• **Work request**
This exercise asks for an exact copy of every entry below, with pictures omitted.

• **Data provided**

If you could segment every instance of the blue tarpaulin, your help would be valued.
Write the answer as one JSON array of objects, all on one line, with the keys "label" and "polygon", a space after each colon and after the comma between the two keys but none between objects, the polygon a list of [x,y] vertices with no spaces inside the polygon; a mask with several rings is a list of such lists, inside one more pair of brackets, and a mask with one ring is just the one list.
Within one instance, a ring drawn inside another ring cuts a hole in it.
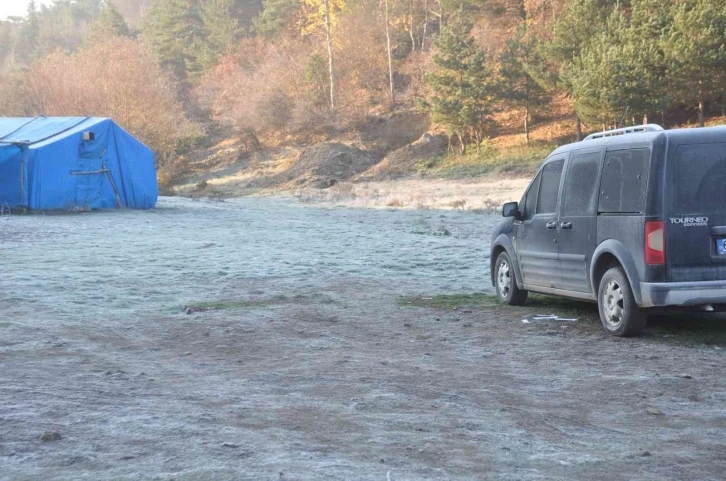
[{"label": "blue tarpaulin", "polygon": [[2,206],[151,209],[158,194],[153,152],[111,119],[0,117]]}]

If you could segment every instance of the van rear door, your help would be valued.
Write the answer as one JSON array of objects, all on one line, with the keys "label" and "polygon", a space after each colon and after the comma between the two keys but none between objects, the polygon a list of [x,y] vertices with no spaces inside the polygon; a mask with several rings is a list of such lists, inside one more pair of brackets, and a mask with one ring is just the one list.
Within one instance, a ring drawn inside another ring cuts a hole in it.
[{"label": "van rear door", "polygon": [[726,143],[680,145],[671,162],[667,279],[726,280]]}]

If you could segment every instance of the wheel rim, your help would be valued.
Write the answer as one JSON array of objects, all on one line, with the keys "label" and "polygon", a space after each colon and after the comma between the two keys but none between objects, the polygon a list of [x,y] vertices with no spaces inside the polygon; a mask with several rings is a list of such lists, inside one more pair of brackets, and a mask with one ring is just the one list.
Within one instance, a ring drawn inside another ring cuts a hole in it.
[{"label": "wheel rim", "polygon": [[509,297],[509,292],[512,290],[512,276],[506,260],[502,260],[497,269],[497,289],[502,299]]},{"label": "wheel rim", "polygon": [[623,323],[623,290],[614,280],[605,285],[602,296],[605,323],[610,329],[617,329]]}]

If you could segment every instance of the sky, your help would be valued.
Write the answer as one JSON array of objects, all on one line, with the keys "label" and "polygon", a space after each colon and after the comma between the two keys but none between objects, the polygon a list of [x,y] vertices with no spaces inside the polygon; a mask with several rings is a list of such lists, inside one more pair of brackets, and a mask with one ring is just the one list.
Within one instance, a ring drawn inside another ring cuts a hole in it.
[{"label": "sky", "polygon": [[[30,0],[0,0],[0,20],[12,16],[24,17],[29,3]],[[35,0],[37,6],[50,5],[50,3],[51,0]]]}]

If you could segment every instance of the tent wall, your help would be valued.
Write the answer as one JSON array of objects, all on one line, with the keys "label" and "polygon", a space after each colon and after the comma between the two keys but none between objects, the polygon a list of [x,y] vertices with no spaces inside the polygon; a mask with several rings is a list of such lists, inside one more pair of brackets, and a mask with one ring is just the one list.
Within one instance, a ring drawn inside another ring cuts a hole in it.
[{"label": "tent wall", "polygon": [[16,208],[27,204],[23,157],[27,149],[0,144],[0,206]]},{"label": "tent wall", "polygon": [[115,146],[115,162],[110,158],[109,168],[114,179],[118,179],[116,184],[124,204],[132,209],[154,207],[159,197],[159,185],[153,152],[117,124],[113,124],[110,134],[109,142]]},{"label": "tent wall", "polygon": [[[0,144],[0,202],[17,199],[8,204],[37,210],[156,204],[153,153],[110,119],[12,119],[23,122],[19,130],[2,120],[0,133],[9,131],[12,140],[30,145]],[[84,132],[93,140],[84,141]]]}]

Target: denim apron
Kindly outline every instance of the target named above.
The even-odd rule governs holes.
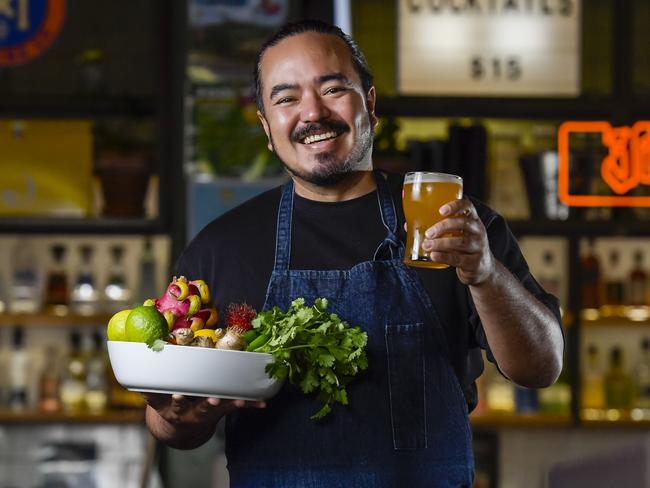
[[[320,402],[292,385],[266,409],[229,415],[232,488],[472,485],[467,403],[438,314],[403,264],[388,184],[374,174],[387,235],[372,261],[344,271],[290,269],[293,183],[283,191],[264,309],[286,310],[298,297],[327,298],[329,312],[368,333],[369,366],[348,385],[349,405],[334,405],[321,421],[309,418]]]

• **Exercise result**
If you could segment every instance of the blue tarpaulin, your help would be valued.
Write the answer as one JSON array of objects, all on one line, with the keys "label" and "polygon", a space after each colon and after the comma between the two keys but none between objects, the polygon a list of [x,y] vertices with no spaces inside the polygon; a mask with several rings is a list of such lists, inside one more pair of brackets, and a mask with one ring is just the one list.
Within one instance, a ring drawn inside another ring cuts a hole in it.
[{"label": "blue tarpaulin", "polygon": [[2,206],[151,209],[158,194],[153,152],[111,119],[0,117]]}]

If you could segment every instance of the van rear door, your help would be valued.
Write the answer as one JSON array of objects, all on one line, with the keys "label" and "polygon", a space after each colon and after the comma between the two keys but none between objects, the polygon a list of [x,y] vertices with no spaces inside the polygon; a mask with several rings is a list of such lists, inside one more pair of brackets, and a mask with one ring is just the one list.
Within one instance, a ring drawn inside another ring cuts a hole in it.
[{"label": "van rear door", "polygon": [[726,143],[680,145],[671,162],[667,279],[726,280]]}]

If you could segment every instance of the wheel rim, your help would be valued.
Write the answer as one JSON array of objects, all on one line, with the keys "label" and "polygon", a space after each colon and after the comma between the two keys but none between objects, the polygon a list of [x,y] vertices with no spaces inside the polygon; a mask with several rings is a list of such lists, inside one more pair of brackets, and a mask with one ring is just the one list.
Within one instance, a ring drawn inside another ring cuts a hole in it.
[{"label": "wheel rim", "polygon": [[509,297],[509,292],[512,290],[512,276],[506,260],[502,260],[497,269],[497,289],[502,299]]},{"label": "wheel rim", "polygon": [[623,323],[623,290],[614,280],[605,285],[602,296],[605,323],[610,329],[617,329]]}]

If you could segment every instance of the sky, your help would be valued.
Write the answer as one JSON array of objects, all on one line, with the keys "label" and "polygon", a space after each colon and after the comma between the two keys but none between objects, the polygon a list of [x,y] vertices with no spaces inside the polygon; a mask with several rings is a list of such lists, inside one more pair of brackets, and a mask with one ring is just the one list.
Within one instance, a ring drawn inside another ring cuts a hole in it.
[{"label": "sky", "polygon": [[[30,0],[0,0],[0,20],[12,16],[24,17],[29,3]],[[35,0],[37,6],[50,5],[50,3],[51,0]]]}]

If you could segment every instance of the tent wall, your help would be valued.
Write the answer as one JSON array of objects, all on one line, with the keys "label" and "polygon", a space after each colon and after the comma between the two keys but none between objects, the polygon a list of [x,y] vertices with no spaces inside the polygon; a mask with several rings is a list of such lists, inside one more pair of brackets, and a mask with one ring is just the one list.
Within one instance, a ring drawn inside another ring cuts a hole in it.
[{"label": "tent wall", "polygon": [[16,208],[27,204],[23,157],[27,149],[0,144],[0,206]]},{"label": "tent wall", "polygon": [[115,146],[115,162],[110,158],[109,168],[114,179],[118,179],[116,184],[124,204],[132,209],[154,207],[159,197],[159,185],[153,152],[117,124],[113,124],[110,134],[109,142]]},{"label": "tent wall", "polygon": [[[0,144],[0,202],[17,199],[8,204],[37,210],[156,204],[153,153],[110,119],[12,119],[23,122],[19,130],[2,120],[0,133],[9,131],[12,140],[30,145]],[[84,132],[93,140],[84,141]]]}]

Target: denim apron
Kindly outline every instance of the target named above.
The even-odd rule governs holes.
[[[320,402],[292,385],[266,409],[229,415],[232,488],[472,485],[467,403],[438,314],[403,264],[388,184],[374,174],[387,235],[372,261],[344,271],[290,269],[293,183],[283,191],[264,309],[286,310],[298,297],[327,298],[329,312],[368,333],[369,366],[348,385],[349,405],[334,405],[321,421],[309,418]]]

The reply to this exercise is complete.